>> start MATERIAL PROVIDED

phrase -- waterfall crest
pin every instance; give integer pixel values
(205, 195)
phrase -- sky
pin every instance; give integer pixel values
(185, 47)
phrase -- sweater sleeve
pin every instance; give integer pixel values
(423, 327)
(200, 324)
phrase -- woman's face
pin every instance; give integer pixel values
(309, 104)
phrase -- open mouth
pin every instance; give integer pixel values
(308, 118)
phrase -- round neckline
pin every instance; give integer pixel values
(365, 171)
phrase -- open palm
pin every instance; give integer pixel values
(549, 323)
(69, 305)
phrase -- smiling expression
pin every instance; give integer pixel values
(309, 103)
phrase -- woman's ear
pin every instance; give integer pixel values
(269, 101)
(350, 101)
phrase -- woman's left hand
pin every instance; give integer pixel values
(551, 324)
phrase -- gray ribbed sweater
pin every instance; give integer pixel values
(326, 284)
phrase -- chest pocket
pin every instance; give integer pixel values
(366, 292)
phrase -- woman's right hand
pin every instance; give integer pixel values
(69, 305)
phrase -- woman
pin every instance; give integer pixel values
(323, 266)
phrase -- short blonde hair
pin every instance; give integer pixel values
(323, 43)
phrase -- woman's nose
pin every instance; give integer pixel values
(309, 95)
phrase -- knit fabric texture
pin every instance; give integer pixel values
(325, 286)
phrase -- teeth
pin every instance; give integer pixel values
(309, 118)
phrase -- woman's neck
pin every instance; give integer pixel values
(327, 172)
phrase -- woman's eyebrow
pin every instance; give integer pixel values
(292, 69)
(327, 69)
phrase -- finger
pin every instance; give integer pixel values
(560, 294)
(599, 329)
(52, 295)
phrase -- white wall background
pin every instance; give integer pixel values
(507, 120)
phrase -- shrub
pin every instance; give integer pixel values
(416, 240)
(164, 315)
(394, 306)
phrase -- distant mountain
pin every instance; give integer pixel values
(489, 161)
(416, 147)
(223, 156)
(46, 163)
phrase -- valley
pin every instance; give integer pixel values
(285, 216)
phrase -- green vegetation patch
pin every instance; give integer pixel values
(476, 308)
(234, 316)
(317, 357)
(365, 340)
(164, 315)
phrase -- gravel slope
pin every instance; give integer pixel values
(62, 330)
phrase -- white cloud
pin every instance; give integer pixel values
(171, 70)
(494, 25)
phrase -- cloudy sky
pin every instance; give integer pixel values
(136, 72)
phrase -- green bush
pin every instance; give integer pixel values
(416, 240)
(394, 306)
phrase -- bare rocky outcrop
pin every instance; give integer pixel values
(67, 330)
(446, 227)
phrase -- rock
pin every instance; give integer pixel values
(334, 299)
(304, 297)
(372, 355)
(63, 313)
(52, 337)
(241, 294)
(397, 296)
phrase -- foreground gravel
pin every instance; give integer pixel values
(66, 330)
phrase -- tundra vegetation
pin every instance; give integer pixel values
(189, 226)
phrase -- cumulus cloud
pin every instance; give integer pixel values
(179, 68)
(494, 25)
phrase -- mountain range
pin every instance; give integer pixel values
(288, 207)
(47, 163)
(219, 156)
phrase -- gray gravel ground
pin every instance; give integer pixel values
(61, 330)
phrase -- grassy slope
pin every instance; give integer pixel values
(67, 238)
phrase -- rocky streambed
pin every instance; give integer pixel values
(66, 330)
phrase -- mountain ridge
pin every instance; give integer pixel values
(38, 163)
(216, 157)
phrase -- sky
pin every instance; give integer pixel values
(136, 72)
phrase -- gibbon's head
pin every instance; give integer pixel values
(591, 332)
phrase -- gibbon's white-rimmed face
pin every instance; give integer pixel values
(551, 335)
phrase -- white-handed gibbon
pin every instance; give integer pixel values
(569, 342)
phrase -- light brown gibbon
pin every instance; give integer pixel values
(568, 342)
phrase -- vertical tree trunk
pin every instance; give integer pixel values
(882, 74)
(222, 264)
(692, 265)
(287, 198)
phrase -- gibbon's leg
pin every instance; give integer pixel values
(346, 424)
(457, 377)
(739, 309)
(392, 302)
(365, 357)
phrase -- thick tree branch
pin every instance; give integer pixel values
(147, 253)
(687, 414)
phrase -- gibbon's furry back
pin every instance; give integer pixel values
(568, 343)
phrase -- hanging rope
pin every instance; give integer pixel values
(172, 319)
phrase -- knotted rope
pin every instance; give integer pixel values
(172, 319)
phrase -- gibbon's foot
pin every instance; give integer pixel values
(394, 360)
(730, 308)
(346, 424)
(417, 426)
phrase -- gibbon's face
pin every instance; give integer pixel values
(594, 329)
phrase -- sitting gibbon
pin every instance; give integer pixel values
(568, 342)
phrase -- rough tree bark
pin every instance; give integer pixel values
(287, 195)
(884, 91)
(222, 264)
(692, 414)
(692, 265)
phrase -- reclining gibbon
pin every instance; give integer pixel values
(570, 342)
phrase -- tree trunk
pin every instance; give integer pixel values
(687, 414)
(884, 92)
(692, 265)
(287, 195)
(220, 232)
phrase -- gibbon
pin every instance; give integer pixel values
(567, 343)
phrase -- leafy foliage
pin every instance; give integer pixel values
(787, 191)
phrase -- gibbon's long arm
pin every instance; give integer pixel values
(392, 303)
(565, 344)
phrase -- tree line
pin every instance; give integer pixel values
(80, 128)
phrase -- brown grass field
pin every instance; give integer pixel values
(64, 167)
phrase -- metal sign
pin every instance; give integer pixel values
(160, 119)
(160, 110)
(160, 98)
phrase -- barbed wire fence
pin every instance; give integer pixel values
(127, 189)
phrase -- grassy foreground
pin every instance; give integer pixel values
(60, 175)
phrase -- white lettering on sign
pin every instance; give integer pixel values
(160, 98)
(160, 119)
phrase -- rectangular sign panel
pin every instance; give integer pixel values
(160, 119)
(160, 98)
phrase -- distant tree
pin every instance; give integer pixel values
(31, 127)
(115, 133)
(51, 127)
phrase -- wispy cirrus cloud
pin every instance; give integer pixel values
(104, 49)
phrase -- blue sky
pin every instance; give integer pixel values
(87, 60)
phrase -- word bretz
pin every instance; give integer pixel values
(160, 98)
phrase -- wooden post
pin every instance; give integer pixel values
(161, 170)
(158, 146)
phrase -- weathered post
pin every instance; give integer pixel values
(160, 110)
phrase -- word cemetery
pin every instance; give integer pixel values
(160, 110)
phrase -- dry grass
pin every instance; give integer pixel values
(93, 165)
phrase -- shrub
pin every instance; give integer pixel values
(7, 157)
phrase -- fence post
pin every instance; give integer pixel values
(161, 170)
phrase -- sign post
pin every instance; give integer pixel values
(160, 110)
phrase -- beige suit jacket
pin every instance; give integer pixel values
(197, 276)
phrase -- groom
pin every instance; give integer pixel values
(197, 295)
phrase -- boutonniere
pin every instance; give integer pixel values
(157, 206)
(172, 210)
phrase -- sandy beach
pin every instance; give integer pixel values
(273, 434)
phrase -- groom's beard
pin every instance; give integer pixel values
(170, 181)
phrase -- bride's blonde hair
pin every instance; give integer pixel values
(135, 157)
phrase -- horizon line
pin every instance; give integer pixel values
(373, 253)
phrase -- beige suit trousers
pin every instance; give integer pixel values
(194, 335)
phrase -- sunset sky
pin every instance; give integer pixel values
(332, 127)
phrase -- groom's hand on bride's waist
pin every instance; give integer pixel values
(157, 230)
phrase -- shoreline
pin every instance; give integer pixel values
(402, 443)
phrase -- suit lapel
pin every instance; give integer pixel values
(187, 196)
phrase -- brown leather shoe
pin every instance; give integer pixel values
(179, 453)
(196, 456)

>> end MATERIAL PROVIDED
>> start MATERIAL PROVIDED

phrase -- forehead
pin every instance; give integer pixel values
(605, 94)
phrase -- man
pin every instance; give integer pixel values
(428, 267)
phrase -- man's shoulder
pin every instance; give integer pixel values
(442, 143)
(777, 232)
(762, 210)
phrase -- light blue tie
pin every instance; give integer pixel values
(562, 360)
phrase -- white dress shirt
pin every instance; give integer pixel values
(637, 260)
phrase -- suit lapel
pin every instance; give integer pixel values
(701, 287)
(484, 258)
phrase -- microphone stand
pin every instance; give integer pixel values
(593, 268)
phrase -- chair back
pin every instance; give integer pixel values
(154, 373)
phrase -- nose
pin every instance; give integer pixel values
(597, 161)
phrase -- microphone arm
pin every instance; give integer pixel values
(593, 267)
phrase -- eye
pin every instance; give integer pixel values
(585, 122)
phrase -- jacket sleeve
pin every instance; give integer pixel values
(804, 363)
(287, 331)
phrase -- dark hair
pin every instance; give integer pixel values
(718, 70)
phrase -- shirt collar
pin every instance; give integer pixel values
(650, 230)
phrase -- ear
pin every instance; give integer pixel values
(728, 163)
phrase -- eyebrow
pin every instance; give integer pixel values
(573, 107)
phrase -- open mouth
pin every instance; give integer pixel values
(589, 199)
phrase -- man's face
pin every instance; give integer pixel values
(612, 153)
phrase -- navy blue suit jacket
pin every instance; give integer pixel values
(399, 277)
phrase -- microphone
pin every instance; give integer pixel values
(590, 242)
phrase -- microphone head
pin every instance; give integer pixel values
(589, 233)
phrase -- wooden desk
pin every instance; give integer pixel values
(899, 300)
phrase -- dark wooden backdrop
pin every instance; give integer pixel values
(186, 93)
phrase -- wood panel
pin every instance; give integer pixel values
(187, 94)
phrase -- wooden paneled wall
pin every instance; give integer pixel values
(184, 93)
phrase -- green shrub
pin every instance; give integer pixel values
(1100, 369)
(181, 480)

>> end MATERIAL PROVIDED

*WHAT YOU ARE ASKED TO DO*.
Count the lines of the listing that contain the string "bride". Reply with the number only.

*THE RESULT*.
2